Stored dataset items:

::::

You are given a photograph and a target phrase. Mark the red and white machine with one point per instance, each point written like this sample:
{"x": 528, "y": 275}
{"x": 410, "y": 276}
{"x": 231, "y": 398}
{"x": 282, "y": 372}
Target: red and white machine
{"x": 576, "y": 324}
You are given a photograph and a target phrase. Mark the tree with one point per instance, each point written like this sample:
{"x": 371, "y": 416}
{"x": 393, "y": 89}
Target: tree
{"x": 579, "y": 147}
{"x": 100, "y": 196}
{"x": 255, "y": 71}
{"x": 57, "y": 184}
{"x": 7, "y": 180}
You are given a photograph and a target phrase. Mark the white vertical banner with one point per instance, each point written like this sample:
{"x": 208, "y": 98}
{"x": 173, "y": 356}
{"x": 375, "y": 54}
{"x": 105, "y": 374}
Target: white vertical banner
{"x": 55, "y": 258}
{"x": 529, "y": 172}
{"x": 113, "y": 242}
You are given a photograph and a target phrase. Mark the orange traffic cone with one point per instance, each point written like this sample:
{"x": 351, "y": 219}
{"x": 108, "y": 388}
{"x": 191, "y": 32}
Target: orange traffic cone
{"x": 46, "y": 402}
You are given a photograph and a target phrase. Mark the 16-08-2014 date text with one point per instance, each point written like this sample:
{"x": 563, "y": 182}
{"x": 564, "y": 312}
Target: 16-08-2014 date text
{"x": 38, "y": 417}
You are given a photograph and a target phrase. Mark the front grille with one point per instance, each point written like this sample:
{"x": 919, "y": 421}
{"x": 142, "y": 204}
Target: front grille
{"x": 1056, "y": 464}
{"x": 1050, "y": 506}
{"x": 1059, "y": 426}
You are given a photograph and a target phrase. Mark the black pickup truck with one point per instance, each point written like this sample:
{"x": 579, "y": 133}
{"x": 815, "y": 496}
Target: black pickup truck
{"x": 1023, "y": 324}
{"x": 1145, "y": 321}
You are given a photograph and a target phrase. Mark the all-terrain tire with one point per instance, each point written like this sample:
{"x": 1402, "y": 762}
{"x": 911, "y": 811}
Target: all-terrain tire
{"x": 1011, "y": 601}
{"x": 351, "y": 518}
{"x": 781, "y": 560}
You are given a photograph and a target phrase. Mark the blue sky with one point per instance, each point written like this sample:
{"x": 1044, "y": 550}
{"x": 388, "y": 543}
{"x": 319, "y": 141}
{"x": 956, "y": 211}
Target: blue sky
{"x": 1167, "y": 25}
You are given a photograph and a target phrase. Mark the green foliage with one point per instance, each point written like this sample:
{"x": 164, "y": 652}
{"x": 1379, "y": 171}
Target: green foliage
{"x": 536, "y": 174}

::::

◆ INSTRUCTIONS TO FOLLOW
Rewrite the lines above, changing every "target phrase" to "search phrase" and keeping everything else the same.

◆ EXERCISE SOLUTION
You are given a photograph and a search phrase. Mark the red and white machine with one point per instance, each point written like this sample:
{"x": 528, "y": 275}
{"x": 410, "y": 276}
{"x": 231, "y": 398}
{"x": 282, "y": 372}
Target: red and white machine
{"x": 576, "y": 324}
You are given a photograph and a search phrase. Mark the tree with one point per instance, each point written like this sample:
{"x": 371, "y": 416}
{"x": 393, "y": 89}
Target: tree
{"x": 579, "y": 147}
{"x": 100, "y": 196}
{"x": 255, "y": 71}
{"x": 57, "y": 184}
{"x": 7, "y": 180}
You are given a photograph and a search phrase. Mark the white vertical banner with one point per instance, each point written like this sample:
{"x": 208, "y": 98}
{"x": 173, "y": 356}
{"x": 375, "y": 54}
{"x": 105, "y": 374}
Target: white vertical banner
{"x": 55, "y": 258}
{"x": 529, "y": 172}
{"x": 113, "y": 242}
You are given a photograph and a search phrase. Mark the orange traffic cone with one point per instance, each point written like this sample:
{"x": 351, "y": 219}
{"x": 108, "y": 388}
{"x": 191, "y": 32}
Target: orange traffic cone
{"x": 46, "y": 402}
You are given a photograph and a search phrase. Mark the 16-08-2014 date text with one point per instance, each point written like this sample:
{"x": 563, "y": 182}
{"x": 564, "y": 312}
Target: 16-08-2014 date text
{"x": 38, "y": 417}
You are given a photograph and a search phrase. Mark the front grille with one point per instance, each point written like this sample:
{"x": 919, "y": 421}
{"x": 142, "y": 204}
Target: front grille
{"x": 1056, "y": 464}
{"x": 1050, "y": 506}
{"x": 1059, "y": 426}
You are given a photograph and a search phrase. Mark the black pickup truck with one point per instance, each point written like this sample:
{"x": 579, "y": 133}
{"x": 815, "y": 496}
Target: black pickup truck
{"x": 1023, "y": 324}
{"x": 1145, "y": 321}
You are given a photograph and a search phrase. Mark the all-terrain tire with one point per instance, each point written like this sample:
{"x": 1402, "y": 762}
{"x": 911, "y": 811}
Target: all-terrain tire
{"x": 1011, "y": 601}
{"x": 351, "y": 518}
{"x": 781, "y": 560}
You are given a photograph and a search phrase. Mark the blue sky with one point per instance, each point written like this sample:
{"x": 1044, "y": 550}
{"x": 388, "y": 543}
{"x": 319, "y": 141}
{"x": 956, "y": 211}
Target: blue sky
{"x": 1167, "y": 25}
You are given a photograph and a search phrase. Mark the green foliage with one point per instance, each point written like this sample:
{"x": 164, "y": 652}
{"x": 1379, "y": 171}
Target: green foliage
{"x": 536, "y": 174}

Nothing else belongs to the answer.